• GIVEN EXERCISE: Could you rewrite all of the material below as a numbered list, skipping blank lines and leaving the pictures out?

┄┄┄┄┄┄

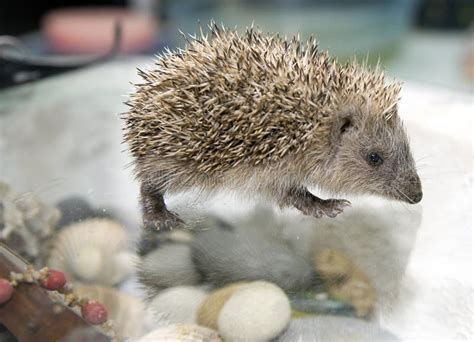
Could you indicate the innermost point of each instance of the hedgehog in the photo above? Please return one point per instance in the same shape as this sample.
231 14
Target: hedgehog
266 115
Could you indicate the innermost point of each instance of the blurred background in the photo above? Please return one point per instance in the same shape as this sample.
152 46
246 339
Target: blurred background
399 32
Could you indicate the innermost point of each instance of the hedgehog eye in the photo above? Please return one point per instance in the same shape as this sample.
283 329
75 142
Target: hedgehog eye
374 159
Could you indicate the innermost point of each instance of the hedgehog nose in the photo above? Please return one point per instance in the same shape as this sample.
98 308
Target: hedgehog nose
417 198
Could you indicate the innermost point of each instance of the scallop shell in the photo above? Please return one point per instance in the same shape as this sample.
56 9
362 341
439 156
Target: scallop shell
182 333
93 251
127 313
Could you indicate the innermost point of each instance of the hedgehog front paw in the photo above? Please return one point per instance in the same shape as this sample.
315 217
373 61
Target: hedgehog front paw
166 220
319 208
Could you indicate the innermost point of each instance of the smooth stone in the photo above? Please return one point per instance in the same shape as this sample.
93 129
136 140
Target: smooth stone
169 265
210 309
334 328
258 311
228 256
177 305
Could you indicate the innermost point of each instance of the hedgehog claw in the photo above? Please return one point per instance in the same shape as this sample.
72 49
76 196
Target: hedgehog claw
316 207
163 221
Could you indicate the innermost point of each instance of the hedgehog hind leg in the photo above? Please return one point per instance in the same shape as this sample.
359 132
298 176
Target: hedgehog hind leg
156 216
309 204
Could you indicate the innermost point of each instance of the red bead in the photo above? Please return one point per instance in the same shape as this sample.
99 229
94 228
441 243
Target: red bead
6 291
54 281
94 313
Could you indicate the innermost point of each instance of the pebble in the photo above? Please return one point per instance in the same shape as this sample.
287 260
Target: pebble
76 209
259 311
177 305
185 333
169 265
332 328
228 256
209 311
54 281
6 291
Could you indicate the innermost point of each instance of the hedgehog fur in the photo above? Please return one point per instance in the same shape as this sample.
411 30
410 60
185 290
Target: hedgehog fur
270 115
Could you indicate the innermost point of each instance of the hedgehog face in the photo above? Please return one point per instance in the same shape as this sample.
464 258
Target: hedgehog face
372 155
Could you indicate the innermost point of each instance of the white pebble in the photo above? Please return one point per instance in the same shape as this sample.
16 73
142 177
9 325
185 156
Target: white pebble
177 305
259 311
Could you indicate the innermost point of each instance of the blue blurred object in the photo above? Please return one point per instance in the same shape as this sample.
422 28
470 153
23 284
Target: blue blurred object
345 28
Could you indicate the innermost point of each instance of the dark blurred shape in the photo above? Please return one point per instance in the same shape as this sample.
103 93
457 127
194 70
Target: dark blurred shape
18 66
445 14
21 16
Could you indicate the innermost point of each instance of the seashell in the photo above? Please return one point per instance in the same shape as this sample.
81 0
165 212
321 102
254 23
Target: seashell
259 311
126 312
93 251
177 305
210 309
182 333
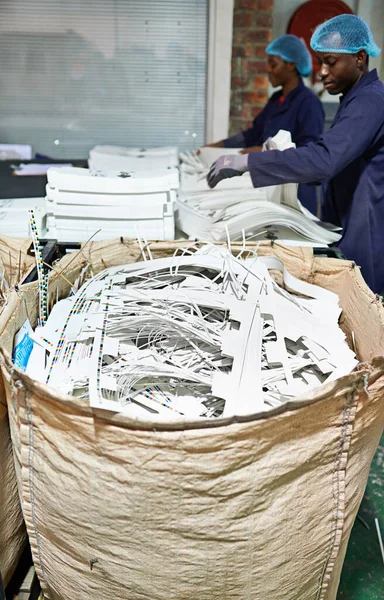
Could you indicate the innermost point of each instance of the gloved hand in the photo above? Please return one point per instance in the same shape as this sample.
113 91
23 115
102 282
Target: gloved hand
227 166
269 144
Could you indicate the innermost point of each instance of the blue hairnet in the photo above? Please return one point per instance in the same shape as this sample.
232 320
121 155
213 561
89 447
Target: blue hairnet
345 34
291 49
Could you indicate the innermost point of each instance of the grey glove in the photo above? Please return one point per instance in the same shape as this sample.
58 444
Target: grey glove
227 166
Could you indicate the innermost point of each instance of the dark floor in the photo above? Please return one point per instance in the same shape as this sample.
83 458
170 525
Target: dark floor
363 572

┄┄┄┄┄┄

• WRITTEN REPLY:
1. Could you indicate the innermost point of each instance of the hedgehog in the photo above? Please return one point per instance in the same shape as this sample.
2. 231 14
3. Target: hedgehog
4. 266 115
5. Could you indicate the innermost point of each instance of the blurred background in the photo above? Please return one point per instance in the same shape as this sample.
6. 152 46
7. 246 339
8. Target: blurred background
9. 399 32
10. Could you indicate the innermost point of each instance of the hedgehog eye in the photo above? Please return one point per instance in the same shape as this sample.
11. 283 329
12. 75 142
13. Target: hedgehog eye
14. 374 159
15. Could you indicate the innermost point of each instance of the hedgehog nose in the photo above? Please return one point per instance in the same shape as this sample.
16. 98 308
17. Target: hedgehog nose
18. 417 198
19. Could you indicate the innermost point of each instance of the scallop shell in the photo above? Please return one point per instance in the same shape as this sample.
20. 56 9
21. 362 341
22. 439 156
23. Target: scallop shell
24. 182 333
25. 93 251
26. 127 313
27. Could you indicate the innermost point of each instance of the hedgehog front paw in the photo above? Please return one point per instance in the same shape as this sample.
28. 315 217
29. 373 61
30. Target: hedgehog front paw
31. 166 220
32. 319 208
33. Could you indicate the innermost point of each instance of the smooth stone in the photo above? Please return one point per instance in the same shape as this sample.
34. 93 129
35. 136 140
36. Target: smooth stone
37. 169 265
38. 210 309
39. 334 328
40. 258 311
41. 228 256
42. 177 305
43. Could you indicate the innermost point of each instance of the hedgehog claw in the photo above? Please return one point per instance in the same shape as this sample.
44. 72 49
45. 76 196
46. Target: hedgehog claw
47. 316 207
48. 163 221
49. Could you indicate the innermost point of each instance of the hedgehog hind leg in the photo above? Please return one point per instance in the same shape as this sample.
50. 359 132
51. 298 176
52. Target: hedgehog hind leg
53. 156 216
54. 309 204
55. Could you indicate the innermost point of each instance of the red bead in the photo above? Please return one point per instance in the same shape as this sample.
56. 99 229
57. 94 228
58. 441 243
59. Target: red bead
60. 6 291
61. 54 281
62. 94 313
63. Could you indicate the innermost point of each instance of the pebble in the photo above? Please return one point per instance in the same shape as this sample.
64. 287 260
65. Target: pebble
66. 76 209
67. 259 311
68. 177 305
69. 185 333
70. 169 265
71. 332 328
72. 228 256
73. 209 311
74. 54 281
75. 6 291
76. Could you indicate the innermost point of each instance of the hedgehog fur in the photo above? Please return one point per instance in the same shape as this sample.
77. 411 30
78. 410 60
79. 185 290
80. Target: hedgehog fur
81. 270 115
82. Could you indicate the innermost point of each instance of the hedgehog face in the photo above? Please return one point per instance in the same shape as this sample.
83. 464 258
84. Target: hedgehog face
85. 372 155
86. Could you indicate the innermost point of each instance of the white pebble in the photo above? Please return one point per instance in the same shape as this sample.
87. 16 73
88. 142 177
89. 9 325
90. 185 156
91. Target: white pebble
92. 177 305
93. 259 311
94. Could you indicate the innermost point of each instance of the blue blurred object in the photo above? Please return one point per instance in the same shape as this sample.
95. 422 28
96. 470 153
97. 23 284
98. Target: blue blurred object
99. 345 28
100. Could you indicate the innermost point of each instance of the dark blurred shape in the photo above? Please return one point per instance in the same shape as this sample.
101. 103 93
102. 457 127
103. 194 70
104. Target: dark blurred shape
105. 18 66
106. 445 14
107. 21 16
108. Could you indicate the innermost point of each instance of the seashell in the photo above? Please return one point per instance in the same shape as this sample.
109. 81 0
110. 165 212
111. 321 102
112. 254 23
113. Target: seashell
114. 259 311
115. 126 312
116. 93 251
117. 177 305
118. 210 309
119. 182 333
120. Could you indicate the innermost point of each instance of the gloved hand in the photo above? Please return one point per instance in the same shape as this sample.
121. 113 91
122. 23 115
123. 102 282
124. Target: gloved hand
125. 227 166
126. 269 144
127. Could you indicate the innermost point of each instance of the blue hairnet in the photo above? Please return one point per instance in the same shape as this sample.
128. 232 320
129. 121 155
130. 213 561
131. 89 447
132. Target: blue hairnet
133. 345 34
134. 291 49
135. Could you indicate the innermost point of each instance of the grey glove in the photo above? Please return one point per instance in the same shape as this sample.
136. 58 444
137. Target: grey glove
138. 227 166
139. Could you indicate the innermost point of each instance of the dark floor in the photo above? Please return one point per instance in the same shape as this sample.
140. 83 458
141. 170 525
142. Target: dark floor
143. 363 572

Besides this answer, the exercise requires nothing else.